# Records for the task start

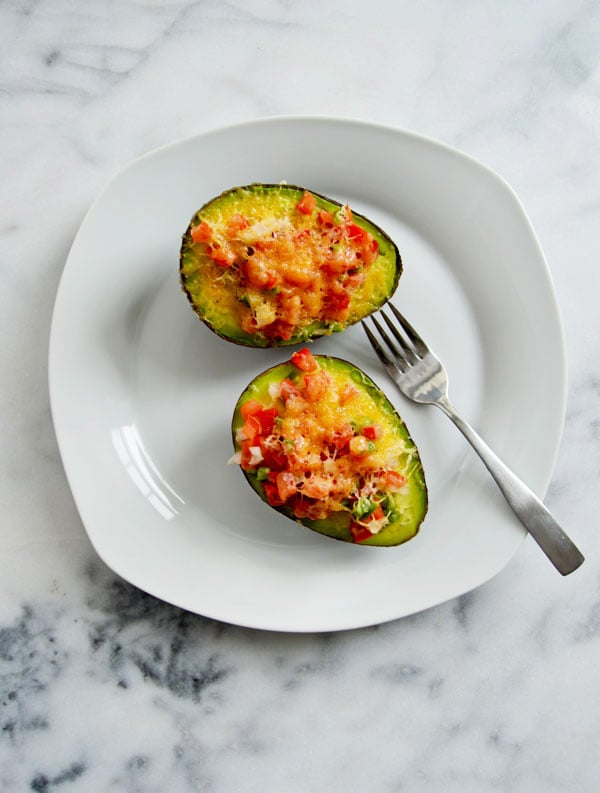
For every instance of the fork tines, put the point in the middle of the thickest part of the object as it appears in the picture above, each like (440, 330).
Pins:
(408, 346)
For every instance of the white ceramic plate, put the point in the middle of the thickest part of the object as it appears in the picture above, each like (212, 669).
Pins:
(142, 392)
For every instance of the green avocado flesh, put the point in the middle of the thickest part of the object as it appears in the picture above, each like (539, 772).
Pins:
(346, 461)
(264, 266)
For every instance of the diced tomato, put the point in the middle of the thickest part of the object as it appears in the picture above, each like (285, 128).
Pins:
(316, 487)
(288, 389)
(251, 428)
(359, 533)
(246, 447)
(236, 224)
(272, 494)
(202, 232)
(325, 218)
(224, 257)
(316, 385)
(373, 432)
(392, 480)
(250, 408)
(286, 485)
(341, 436)
(304, 360)
(307, 203)
(259, 275)
(266, 419)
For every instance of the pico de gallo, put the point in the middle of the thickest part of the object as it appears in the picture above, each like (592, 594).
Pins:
(284, 263)
(317, 442)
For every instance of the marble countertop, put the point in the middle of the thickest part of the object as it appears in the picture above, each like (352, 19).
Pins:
(104, 688)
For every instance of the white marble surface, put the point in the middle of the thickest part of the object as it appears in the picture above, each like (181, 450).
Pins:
(103, 688)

# Records for the task end

§ Required task
Reproduce every line of the records above without changing anything, and leave the pictures out.

§ Exercise output
For every instance of the fork tines, put the point in the middle of the thickest part of the object as it appears in the picture above, each like (440, 330).
Pins:
(408, 346)
For every instance of the white ceramic plate, put the point in the middle of the thickest part of the object as it appears in the picture above, each like (212, 669).
Pins:
(142, 392)
For every instance of the green avocado flesh, put the point in the middle of the thickest part of the object as it appears in the picture above, each like (539, 772).
Pins:
(346, 461)
(264, 266)
For every instance of the diced tomato, put the point in the middle of the thickest part of the object as it appears in the picture above, each like (285, 128).
Pins:
(316, 487)
(288, 389)
(251, 428)
(359, 533)
(246, 447)
(236, 224)
(272, 494)
(202, 232)
(325, 218)
(224, 257)
(316, 385)
(373, 432)
(392, 480)
(250, 408)
(286, 485)
(341, 436)
(304, 360)
(307, 203)
(259, 275)
(266, 419)
For every instance of the pico de gallo, put the point in the middle of the thickest part of the object as it appears in the picture above, each like (592, 594).
Pins:
(284, 263)
(317, 442)
For every instance of the marble countertop, put the point in the middle of the thickest part of the object as it appears in the picture above, each like (352, 19).
Pins:
(104, 688)
For every instance of the white marble surface, put the point in the middle of the thickest part of the object as it appears in the picture above, each like (181, 450).
Pins:
(103, 688)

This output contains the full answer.